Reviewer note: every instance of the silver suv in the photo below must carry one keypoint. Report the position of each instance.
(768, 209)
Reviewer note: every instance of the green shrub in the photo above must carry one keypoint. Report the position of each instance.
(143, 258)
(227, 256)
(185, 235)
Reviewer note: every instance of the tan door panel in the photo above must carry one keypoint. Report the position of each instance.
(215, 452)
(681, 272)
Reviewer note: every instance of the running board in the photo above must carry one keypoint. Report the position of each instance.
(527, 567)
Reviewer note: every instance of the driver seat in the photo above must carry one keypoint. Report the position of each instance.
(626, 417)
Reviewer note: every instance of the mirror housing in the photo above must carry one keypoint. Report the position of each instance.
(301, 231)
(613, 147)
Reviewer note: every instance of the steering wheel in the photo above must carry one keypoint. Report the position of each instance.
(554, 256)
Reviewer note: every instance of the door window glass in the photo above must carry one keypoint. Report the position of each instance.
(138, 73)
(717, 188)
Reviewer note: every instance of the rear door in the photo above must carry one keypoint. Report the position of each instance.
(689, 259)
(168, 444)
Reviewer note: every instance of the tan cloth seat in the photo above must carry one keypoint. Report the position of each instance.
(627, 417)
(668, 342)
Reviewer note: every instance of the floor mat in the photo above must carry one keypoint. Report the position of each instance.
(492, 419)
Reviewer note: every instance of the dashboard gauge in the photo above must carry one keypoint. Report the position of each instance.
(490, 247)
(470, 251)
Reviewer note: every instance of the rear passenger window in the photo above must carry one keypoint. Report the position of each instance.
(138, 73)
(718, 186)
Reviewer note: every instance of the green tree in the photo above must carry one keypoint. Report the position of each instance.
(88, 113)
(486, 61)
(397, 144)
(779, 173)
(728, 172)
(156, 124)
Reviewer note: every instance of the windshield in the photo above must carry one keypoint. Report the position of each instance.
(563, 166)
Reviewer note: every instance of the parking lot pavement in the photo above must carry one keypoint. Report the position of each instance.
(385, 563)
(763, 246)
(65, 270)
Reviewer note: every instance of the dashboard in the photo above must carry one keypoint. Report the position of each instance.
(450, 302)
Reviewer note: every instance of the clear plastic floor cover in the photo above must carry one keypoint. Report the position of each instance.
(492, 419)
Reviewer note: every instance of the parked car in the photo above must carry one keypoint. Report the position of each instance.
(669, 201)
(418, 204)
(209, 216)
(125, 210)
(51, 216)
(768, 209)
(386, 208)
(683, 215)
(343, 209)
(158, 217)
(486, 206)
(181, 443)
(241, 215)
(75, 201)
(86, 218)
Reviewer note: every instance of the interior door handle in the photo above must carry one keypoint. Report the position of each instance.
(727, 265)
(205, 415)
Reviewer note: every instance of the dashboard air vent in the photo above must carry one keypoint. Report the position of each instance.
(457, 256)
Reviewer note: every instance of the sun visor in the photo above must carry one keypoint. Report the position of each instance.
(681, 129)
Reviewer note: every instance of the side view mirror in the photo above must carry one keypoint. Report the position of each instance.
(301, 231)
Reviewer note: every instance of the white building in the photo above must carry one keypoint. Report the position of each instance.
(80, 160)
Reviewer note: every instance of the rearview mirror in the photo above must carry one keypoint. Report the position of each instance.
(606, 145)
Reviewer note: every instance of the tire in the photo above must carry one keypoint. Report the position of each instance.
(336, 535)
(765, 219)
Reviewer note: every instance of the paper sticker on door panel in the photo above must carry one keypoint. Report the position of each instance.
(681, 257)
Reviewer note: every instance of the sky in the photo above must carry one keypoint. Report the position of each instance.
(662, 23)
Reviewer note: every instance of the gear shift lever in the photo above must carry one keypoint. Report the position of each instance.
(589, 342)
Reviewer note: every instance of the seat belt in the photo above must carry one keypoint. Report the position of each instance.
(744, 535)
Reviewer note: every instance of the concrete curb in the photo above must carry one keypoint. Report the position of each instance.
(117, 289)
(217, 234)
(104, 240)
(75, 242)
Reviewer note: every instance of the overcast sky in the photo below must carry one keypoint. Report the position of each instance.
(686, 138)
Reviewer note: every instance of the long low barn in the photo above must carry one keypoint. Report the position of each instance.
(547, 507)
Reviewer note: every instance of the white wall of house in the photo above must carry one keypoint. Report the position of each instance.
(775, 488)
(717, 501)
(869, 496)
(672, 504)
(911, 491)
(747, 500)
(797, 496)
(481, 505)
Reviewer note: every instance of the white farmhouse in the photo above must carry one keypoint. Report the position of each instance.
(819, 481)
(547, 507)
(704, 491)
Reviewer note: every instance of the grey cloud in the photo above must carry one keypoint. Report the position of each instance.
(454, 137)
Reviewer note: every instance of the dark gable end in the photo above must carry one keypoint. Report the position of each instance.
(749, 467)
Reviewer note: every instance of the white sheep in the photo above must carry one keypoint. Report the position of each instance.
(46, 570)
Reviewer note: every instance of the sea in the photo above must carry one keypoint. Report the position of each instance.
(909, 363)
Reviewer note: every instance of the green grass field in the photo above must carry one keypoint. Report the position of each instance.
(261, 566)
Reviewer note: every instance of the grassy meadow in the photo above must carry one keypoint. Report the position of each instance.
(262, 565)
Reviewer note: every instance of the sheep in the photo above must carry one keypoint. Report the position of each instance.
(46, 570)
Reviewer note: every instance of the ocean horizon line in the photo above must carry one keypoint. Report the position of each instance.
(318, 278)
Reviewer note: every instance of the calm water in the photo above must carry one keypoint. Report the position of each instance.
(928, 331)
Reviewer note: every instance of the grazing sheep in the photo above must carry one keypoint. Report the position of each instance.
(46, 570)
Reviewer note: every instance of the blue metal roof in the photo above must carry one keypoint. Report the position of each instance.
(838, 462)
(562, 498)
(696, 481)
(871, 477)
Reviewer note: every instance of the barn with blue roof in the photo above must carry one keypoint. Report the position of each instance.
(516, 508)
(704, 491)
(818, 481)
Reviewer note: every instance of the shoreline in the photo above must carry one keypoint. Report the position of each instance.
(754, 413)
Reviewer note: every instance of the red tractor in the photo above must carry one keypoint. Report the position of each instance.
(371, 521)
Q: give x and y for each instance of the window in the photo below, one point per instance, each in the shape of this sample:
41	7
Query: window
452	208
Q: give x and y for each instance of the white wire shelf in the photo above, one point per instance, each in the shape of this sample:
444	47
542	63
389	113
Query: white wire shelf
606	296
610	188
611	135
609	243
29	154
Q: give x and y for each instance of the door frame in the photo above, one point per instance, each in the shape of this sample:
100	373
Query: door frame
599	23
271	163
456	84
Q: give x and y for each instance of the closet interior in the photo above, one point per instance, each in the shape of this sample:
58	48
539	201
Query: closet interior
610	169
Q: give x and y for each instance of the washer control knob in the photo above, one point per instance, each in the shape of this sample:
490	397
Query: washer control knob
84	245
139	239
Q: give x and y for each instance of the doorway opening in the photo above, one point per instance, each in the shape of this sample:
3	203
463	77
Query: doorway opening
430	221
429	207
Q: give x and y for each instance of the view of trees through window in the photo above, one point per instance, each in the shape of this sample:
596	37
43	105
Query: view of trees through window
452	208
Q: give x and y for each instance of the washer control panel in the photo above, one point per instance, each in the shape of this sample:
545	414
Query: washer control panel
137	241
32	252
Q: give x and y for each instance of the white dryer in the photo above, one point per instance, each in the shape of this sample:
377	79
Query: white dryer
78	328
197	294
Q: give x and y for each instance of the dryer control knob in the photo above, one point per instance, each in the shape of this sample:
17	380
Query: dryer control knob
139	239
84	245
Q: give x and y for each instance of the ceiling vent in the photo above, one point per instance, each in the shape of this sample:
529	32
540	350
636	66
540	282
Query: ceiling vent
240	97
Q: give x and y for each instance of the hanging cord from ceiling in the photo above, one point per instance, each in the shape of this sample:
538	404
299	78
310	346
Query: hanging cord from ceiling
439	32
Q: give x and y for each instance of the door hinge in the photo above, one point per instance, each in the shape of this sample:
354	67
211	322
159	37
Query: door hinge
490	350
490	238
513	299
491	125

---*---

■ TASK INSTRUCTIONS ■
Start at the line holding "Q: give x and y for each instance of the doorway" and retype each line through the end of the material above, both included.

■ RESULT FOR THIS EXERCISE ■
Q: give x and y for each instance of the doorway opening in the photo above, one point per instance, each in the shape of this sample:
3	203
463	77
Query: doorway opening
430	221
429	207
Q: give x and y for each instance of the view of trees through window in the photo above, one point per instance, each in the shape of this sample:
596	37
43	105
Query: view of trees through window
452	208
Q: give x and y for each instance of the washer control panel in the photo above, one point per instance, each in the shape of this sample:
545	414
Query: washer control panel
137	241
32	252
Q: give x and y for each instance of the white dryer in the photo above, one point per instance, each in the shape of this sample:
377	79
Query: white dryer
78	328
197	294
Q: give x and y for each instance of the dryer control knob in the photo above, one point per instance, each in the shape of this sample:
17	380
Query: dryer control knob
139	239
84	245
Q: give x and y for each instance of the ceiling vent in the photo above, one point per instance, each in the shape of this sample:
529	32
540	350
636	66
540	282
Query: ceiling vent
240	97
Q: give x and y for each instance of the hanging cord from ceiling in the photo above, one point per instance, each in the shape of this sample:
538	404
299	78
310	346
Query: hanging cord from ceiling
439	32
Q: give x and y for each instance of the door hinge in the photo above, one point per instance, each in the shape of this sample:
354	67
211	322
159	37
Query: door hinge
490	350
490	238
513	299
491	125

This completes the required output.